* _What to produce_
The task calls for every line of the data to be retyped exactly.

[Records from a collection]
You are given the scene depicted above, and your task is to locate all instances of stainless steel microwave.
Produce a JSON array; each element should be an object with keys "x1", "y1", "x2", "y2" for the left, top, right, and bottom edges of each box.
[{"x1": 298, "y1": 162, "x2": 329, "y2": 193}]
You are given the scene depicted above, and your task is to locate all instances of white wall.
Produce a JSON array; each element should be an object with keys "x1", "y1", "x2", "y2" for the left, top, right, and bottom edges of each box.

* _Response area_
You are given the scene depicted above, and your task is to locate all instances of stainless steel microwave.
Produce a JSON array; each element should be an object with keys "x1", "y1", "x2", "y2" for the left, top, right, and bottom edges of each box.
[{"x1": 298, "y1": 162, "x2": 329, "y2": 193}]
You are given the scene depicted above, and your task is to locate all instances of white wall.
Produce a JSON array; each element should be an object with keys "x1", "y1", "x2", "y2" for the left, top, right, and bottom edges of each box.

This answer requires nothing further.